§ **Recorded information**
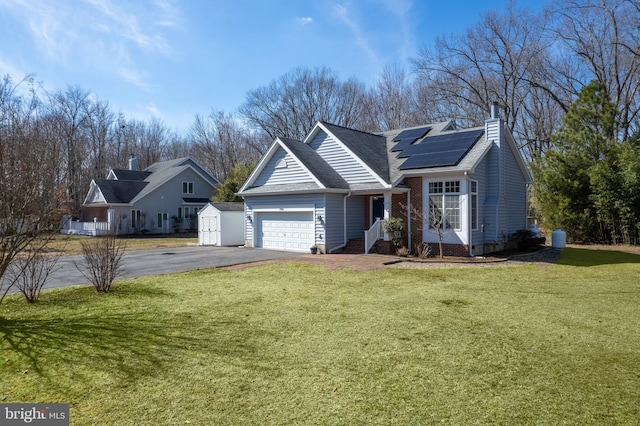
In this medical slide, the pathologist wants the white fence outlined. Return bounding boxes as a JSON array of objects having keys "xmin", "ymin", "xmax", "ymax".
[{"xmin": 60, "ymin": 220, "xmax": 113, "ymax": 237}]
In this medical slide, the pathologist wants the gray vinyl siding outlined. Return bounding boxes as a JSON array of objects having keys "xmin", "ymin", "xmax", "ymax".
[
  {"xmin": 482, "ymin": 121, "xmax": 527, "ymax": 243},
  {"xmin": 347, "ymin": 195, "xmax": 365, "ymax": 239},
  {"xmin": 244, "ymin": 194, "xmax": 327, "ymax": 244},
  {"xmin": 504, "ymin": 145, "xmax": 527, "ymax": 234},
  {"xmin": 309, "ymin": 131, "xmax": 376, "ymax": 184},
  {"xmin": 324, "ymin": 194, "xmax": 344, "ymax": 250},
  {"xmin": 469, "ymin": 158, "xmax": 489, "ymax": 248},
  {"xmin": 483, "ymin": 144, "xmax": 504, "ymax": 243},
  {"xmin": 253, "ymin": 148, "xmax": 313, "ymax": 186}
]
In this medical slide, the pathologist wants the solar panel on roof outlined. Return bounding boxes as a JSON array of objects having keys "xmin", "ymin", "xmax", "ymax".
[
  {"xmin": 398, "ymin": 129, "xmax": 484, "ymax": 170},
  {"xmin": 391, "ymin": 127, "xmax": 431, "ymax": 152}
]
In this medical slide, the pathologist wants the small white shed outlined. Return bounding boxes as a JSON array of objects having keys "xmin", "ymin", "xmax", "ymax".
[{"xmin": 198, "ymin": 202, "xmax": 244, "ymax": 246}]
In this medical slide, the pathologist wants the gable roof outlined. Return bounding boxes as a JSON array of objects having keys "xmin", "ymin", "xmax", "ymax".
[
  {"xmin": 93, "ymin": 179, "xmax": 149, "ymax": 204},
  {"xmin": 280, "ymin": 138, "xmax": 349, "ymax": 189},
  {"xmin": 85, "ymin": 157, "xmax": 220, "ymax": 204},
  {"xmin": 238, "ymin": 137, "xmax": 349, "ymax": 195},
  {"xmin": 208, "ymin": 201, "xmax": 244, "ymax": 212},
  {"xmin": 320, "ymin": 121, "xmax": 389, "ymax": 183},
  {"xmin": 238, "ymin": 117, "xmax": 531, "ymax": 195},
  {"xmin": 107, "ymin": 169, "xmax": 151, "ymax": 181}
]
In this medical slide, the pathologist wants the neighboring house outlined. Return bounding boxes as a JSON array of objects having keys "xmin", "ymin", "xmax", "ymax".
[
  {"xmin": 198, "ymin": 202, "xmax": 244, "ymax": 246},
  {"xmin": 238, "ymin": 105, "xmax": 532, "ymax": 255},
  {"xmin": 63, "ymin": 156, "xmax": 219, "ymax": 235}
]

§ **Task brief**
Reproduce without any changes the part of the entries above that opens with the line containing "In this medical slide, the pathologist wants the solar" and runs through the end of the entries.

§ **Solution for this exercise**
In this medical slide, the pathologist wants the solar panel on roof outlined. Return bounding boxes as a JSON array of objects having keys "xmin", "ymin", "xmax", "ymax".
[
  {"xmin": 398, "ymin": 129, "xmax": 484, "ymax": 170},
  {"xmin": 391, "ymin": 127, "xmax": 431, "ymax": 152}
]
In this medical slide, the pathologist wants the small white shed outlined. Return bounding boxes as a JSON array of objects having keys "xmin", "ymin", "xmax", "ymax".
[{"xmin": 198, "ymin": 202, "xmax": 244, "ymax": 246}]
In this medical slide, the pathologist wants the gable roof outlined. Return bounding boxes as a JSON array of objects having keys "xmin", "ymin", "xmax", "ymax".
[
  {"xmin": 93, "ymin": 179, "xmax": 149, "ymax": 204},
  {"xmin": 280, "ymin": 138, "xmax": 349, "ymax": 189},
  {"xmin": 85, "ymin": 157, "xmax": 220, "ymax": 204},
  {"xmin": 238, "ymin": 137, "xmax": 349, "ymax": 195},
  {"xmin": 208, "ymin": 201, "xmax": 244, "ymax": 212},
  {"xmin": 320, "ymin": 121, "xmax": 389, "ymax": 183},
  {"xmin": 238, "ymin": 117, "xmax": 531, "ymax": 195},
  {"xmin": 107, "ymin": 169, "xmax": 151, "ymax": 181}
]
In this medical slide, the pathologist wants the neighboring house outlined. Return bounding boxes as a JSON array of objects having keys "xmin", "ymin", "xmax", "ymax".
[
  {"xmin": 198, "ymin": 202, "xmax": 244, "ymax": 246},
  {"xmin": 238, "ymin": 105, "xmax": 532, "ymax": 255},
  {"xmin": 63, "ymin": 156, "xmax": 219, "ymax": 235}
]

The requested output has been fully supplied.